▸ REQUIREMENT
Copy the entries below word for word, beginning at the line that contains "locate shrub on" and continuing through the last line of the entries.

[START LISTED RECORDS]

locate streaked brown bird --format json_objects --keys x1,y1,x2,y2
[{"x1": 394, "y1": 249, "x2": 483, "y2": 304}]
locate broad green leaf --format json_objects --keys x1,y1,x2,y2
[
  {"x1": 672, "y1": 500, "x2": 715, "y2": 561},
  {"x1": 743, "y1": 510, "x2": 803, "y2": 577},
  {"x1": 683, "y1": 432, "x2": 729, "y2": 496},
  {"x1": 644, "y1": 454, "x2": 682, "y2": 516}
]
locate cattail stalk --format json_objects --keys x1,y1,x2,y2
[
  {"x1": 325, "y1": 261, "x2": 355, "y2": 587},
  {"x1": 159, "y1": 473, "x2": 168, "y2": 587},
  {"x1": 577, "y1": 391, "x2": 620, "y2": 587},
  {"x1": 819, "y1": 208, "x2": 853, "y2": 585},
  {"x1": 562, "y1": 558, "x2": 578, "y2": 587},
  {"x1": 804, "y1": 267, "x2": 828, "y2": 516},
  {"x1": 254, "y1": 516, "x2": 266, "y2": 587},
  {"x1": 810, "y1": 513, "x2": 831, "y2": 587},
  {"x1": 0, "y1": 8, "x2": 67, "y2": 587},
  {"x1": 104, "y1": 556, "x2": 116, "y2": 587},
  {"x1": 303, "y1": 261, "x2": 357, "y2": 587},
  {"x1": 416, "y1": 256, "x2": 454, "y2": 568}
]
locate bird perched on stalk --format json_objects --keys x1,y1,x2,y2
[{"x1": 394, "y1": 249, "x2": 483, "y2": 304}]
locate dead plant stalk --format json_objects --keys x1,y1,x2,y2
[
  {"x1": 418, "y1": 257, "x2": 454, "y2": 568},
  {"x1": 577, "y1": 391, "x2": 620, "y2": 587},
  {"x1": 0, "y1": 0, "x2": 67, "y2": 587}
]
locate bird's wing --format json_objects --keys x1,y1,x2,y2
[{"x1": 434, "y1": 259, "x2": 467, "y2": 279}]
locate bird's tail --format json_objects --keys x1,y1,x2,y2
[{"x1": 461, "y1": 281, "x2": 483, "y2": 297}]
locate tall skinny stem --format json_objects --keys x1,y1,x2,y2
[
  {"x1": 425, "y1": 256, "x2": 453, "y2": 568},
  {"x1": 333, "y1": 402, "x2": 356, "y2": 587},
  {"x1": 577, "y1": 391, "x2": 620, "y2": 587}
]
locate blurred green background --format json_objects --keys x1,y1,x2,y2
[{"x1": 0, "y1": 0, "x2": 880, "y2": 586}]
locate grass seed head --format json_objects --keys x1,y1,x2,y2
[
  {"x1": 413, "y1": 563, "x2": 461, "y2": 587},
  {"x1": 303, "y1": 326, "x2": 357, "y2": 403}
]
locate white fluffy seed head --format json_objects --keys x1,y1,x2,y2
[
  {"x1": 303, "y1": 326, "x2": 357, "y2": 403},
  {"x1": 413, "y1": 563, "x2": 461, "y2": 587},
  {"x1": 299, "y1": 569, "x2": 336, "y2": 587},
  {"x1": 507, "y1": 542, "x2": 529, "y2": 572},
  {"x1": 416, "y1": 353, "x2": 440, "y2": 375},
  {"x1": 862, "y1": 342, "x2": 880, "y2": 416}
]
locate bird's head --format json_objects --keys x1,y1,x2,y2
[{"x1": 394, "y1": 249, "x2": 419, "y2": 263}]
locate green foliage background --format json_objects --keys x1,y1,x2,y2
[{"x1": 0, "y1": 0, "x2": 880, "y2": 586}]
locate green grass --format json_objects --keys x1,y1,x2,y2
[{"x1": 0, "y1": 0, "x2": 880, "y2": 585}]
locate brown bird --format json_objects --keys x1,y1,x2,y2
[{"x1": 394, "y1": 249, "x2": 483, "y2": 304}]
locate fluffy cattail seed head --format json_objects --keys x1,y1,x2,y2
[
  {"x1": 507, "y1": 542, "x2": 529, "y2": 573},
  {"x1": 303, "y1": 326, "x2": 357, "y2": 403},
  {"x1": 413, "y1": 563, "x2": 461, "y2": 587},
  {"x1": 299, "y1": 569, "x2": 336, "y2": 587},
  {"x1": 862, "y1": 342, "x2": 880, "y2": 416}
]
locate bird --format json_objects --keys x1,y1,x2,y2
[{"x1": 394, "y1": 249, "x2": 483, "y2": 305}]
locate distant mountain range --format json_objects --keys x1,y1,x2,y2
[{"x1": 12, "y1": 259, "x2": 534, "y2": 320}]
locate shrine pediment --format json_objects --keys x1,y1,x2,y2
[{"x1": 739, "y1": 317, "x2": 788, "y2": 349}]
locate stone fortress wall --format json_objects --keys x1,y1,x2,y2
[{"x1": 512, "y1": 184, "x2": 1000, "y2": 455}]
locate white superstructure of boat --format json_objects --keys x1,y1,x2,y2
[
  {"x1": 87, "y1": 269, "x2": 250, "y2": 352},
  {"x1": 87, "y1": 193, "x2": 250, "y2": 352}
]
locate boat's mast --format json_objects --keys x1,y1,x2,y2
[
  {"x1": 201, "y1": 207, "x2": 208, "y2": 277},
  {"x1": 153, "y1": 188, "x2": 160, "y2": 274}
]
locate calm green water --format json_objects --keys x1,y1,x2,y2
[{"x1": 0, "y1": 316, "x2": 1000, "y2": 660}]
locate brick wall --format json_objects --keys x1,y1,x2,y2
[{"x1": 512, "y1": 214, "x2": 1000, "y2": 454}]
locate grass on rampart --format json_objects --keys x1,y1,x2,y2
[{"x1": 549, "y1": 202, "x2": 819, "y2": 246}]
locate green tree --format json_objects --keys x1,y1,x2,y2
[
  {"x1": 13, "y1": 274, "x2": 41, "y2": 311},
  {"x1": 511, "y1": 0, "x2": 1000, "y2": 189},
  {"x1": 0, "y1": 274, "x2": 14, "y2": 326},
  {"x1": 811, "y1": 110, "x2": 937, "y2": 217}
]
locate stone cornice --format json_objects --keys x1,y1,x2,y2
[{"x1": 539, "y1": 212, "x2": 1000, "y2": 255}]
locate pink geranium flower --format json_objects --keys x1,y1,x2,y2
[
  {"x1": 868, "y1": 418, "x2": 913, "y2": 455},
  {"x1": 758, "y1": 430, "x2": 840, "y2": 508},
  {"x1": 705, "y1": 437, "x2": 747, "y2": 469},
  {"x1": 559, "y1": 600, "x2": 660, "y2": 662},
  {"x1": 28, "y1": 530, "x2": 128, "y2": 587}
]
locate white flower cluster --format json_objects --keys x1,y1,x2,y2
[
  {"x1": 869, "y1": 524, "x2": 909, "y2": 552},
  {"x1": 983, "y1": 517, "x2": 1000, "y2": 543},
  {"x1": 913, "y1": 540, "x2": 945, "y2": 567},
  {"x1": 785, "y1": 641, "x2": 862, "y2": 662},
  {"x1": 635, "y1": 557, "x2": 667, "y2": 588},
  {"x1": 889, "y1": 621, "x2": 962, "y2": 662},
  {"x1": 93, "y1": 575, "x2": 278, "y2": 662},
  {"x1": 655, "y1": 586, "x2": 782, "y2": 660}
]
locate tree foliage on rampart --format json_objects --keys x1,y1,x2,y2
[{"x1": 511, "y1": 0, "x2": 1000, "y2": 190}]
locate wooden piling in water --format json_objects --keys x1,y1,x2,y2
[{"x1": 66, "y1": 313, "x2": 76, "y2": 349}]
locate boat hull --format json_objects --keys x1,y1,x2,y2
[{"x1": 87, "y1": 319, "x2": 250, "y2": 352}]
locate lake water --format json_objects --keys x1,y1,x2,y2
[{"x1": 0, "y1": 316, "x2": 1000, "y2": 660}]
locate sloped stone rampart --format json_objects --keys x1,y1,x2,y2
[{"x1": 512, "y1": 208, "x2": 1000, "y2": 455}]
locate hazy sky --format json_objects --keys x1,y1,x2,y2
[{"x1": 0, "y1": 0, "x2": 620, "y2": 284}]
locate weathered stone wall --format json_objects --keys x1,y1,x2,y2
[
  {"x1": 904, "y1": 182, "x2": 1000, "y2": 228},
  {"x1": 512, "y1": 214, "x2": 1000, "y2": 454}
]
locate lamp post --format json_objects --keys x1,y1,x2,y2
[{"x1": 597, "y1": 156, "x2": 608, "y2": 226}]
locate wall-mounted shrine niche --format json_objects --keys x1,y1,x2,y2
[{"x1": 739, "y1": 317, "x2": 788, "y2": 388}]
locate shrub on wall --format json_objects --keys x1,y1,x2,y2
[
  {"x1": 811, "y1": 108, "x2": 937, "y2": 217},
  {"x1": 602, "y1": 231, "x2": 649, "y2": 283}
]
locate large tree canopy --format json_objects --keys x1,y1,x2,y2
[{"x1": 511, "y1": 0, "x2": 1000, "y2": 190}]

[END LISTED RECORDS]

▸ TASK SOLUTION
locate shrub on wall --format json_objects --keys x1,y1,x2,y2
[
  {"x1": 811, "y1": 108, "x2": 937, "y2": 217},
  {"x1": 602, "y1": 231, "x2": 649, "y2": 283}
]
locate large tree canopy --format json_objects --keys x1,y1,x2,y2
[{"x1": 511, "y1": 0, "x2": 1000, "y2": 190}]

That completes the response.